Point-based annotation data:
* * * *

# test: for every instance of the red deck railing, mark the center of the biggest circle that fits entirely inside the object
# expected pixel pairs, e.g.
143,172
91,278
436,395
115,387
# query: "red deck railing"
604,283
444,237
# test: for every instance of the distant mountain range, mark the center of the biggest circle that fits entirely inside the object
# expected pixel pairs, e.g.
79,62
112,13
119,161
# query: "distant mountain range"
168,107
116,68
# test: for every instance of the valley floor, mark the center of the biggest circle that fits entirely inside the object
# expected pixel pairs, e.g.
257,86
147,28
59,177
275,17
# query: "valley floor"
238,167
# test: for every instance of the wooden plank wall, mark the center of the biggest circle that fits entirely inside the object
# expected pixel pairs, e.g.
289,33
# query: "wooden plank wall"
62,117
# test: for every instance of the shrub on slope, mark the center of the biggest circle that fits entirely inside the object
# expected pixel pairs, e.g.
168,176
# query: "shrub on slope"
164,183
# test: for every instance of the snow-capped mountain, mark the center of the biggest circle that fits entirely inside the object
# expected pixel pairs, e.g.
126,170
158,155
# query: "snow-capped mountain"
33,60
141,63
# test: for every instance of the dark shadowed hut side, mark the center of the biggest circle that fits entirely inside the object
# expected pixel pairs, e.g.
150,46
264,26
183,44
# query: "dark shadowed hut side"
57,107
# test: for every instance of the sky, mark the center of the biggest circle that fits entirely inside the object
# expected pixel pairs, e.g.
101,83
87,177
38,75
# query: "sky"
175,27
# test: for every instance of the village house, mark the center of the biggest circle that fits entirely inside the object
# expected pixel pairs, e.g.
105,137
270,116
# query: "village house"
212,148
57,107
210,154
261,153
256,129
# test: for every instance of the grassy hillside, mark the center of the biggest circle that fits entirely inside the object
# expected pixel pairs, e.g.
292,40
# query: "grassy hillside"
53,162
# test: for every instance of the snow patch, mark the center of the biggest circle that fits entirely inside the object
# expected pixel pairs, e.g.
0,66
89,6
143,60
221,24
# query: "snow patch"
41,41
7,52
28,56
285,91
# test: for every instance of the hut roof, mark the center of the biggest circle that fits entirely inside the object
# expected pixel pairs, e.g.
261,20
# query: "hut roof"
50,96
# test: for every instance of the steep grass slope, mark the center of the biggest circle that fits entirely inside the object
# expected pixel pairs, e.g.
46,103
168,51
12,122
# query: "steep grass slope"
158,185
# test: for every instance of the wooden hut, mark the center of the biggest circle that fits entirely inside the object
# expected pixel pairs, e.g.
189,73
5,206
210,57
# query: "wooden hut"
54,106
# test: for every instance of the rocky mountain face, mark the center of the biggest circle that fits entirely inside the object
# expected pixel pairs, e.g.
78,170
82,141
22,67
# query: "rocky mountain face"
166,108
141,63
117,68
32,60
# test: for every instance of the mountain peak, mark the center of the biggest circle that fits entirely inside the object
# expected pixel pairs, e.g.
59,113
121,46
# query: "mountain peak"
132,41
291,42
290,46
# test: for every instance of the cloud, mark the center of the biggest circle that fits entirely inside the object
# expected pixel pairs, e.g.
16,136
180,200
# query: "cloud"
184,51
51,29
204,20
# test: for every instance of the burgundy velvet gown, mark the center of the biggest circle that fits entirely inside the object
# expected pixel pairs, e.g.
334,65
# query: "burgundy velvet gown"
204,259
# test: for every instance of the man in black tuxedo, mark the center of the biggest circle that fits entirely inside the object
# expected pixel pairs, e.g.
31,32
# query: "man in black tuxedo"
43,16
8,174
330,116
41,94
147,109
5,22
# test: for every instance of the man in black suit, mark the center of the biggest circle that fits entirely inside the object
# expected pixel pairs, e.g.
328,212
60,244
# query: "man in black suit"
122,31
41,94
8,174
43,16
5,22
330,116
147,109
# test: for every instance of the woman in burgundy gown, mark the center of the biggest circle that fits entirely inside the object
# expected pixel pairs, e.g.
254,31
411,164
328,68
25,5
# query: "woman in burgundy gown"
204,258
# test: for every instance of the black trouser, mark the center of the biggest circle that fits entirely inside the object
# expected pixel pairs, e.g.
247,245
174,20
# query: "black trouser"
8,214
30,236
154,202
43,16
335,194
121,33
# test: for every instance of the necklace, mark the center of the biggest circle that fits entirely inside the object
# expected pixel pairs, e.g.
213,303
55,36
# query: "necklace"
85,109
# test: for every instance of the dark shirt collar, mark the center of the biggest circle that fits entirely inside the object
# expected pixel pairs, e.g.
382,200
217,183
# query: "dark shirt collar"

* * * *

- INSTRUCTIONS FOR THE TASK
Write out the material from the first line to the last, exactly.

- CORRECT ANSWER
# test: for every instance of the red deck railing, mark the center of the biggest circle that fits entirely inside the object
# expected pixel pairs, e.g.
143,172
91,278
436,395
115,387
# query: "red deck railing"
604,283
444,237
# test: for every instance of the distant mountain range, mark the center of the biggest circle that fits entirely inside the object
# expected pixel pairs, e.g.
79,62
112,13
119,161
# query: "distant mountain range"
168,107
116,68
# test: for every instance of the valley floor, mark the center of the biggest circle that fits entirely inside the object
# expected pixel pairs, e.g.
257,86
147,28
59,177
275,17
# query: "valley floor"
238,167
# test: for every instance of the wooden plank wall, mark the center of the biggest circle that fits entirely inside the object
# expected pixel pairs, e.g.
289,33
# query: "wooden plank wall"
62,117
# test: for every instance of the shrub on slope, mark the center of the biggest circle that fits entirely inside the object
# expected pixel pairs, e.g.
168,176
# query: "shrub on slope"
164,183
# test: for every instance of the snow-capped mountain, mark the center of the biggest circle that fits entirely inside the object
# expected pixel pairs, e.g.
126,170
158,155
# query: "snow-capped mountain"
33,60
141,63
# test: for every instance of the dark shadowed hut side, mark the center of the biggest circle that fits entirely inside the object
# expected pixel pairs, e.g.
150,46
264,26
183,44
# query: "dark shadowed hut side"
57,107
# test: for every instance of the sky, mark the center of the biggest circle that fits entirely inside the object
# expected pixel pairs, e.g.
101,83
87,177
38,75
# query: "sky"
175,27
# test: for every instance of the village house, mark the center of the biggest circle that fits entirely inside the object
# expected pixel pairs, e.g.
105,137
270,116
# query: "village house"
212,148
57,107
210,154
261,153
256,129
# test: for every instance of the grassy hillside, mark the center of the biggest circle that fits entirely inside the object
# expected pixel pairs, e.g.
292,40
# query: "grassy hillside"
53,162
# test: for every instance of the snow patch, mark the center of the biggest circle that fits entirely inside the object
# expected pixel pairs, e.g.
0,66
89,6
143,60
221,24
# query: "snow patch"
41,41
7,52
28,56
285,91
# test: for every instance of the hut roof, mark the center of the biggest circle that fits entirely inside the object
# expected pixel pairs, e.g.
261,20
# query: "hut roof"
50,96
# test: for every instance of the steep grass slope, mark the center of the biggest circle that fits entirely inside the object
# expected pixel pairs, e.g.
46,103
168,51
12,122
# query: "steep grass slope"
158,185
# test: for every instance of the wooden hut, mark the center of the biggest circle that fits entirely inside the object
# expected pixel pairs, e.g.
189,73
5,206
210,57
# query: "wooden hut"
54,106
# test: for every instance of the rocky mountain face, mark the center of the biggest circle that fits entirely inside the object
# expected pixel pairs, e.g.
78,170
82,141
22,67
# query: "rocky mountain face"
166,108
141,63
117,68
32,60
# test: for every instance of the mountain peak, mark the center of the biggest circle that fits entirely inside the object
# expected pixel pairs, e.g.
59,113
121,46
# query: "mountain peak"
132,41
291,42
290,46
# test: for every instance of the cloud, mark the center of the biggest circle that fits entirely inside the object
# expected pixel pairs, e.g.
16,136
180,200
# query: "cloud"
184,51
51,29
204,20
# test: for every instance of the burgundy velvet gown, mark the center of the biggest circle that fits entirely inside the object
# expected pixel pairs, e.g.
334,65
# query: "burgundy velvet gown"
204,259
# test: for every instance of the man in black tuxedo, mark the center of the biggest circle that fits entirely inside the object
# expected pixel pairs, e.g.
31,32
# query: "man in black tuxedo"
43,16
8,174
330,116
41,94
147,109
5,22
# test: for every instance of the man in black suit, mark the center of the biggest circle that fits entirely inside the object
# expected pixel pairs, e.g.
328,212
60,244
# query: "man in black suit"
122,31
41,94
8,174
43,16
5,22
330,116
147,109
# test: for every instance of the woman in burgundy gown, mark the center of the biggest circle that fits entirely inside the object
# expected pixel pairs, e.g.
254,31
411,164
328,68
25,5
# query: "woman in burgundy gown"
204,258
# test: for every instance of the black trouser, mark the center of the biggest circle that fits entirely inside the object
# expected pixel pairs, e.g.
247,245
174,20
# query: "black trouser"
8,214
30,236
154,202
43,16
335,194
121,33
# test: for every instance of the necklace, mark the center of the biggest circle that fits entirely inside the object
# expected pixel pairs, e.g.
213,303
55,36
# query: "necklace"
85,109
# test: for every instance of the dark shirt collar, mark the center of the biggest circle that fits entirely inside the object
# expected pixel pairs, e.g.
382,200
217,183
# query: "dark shirt collar"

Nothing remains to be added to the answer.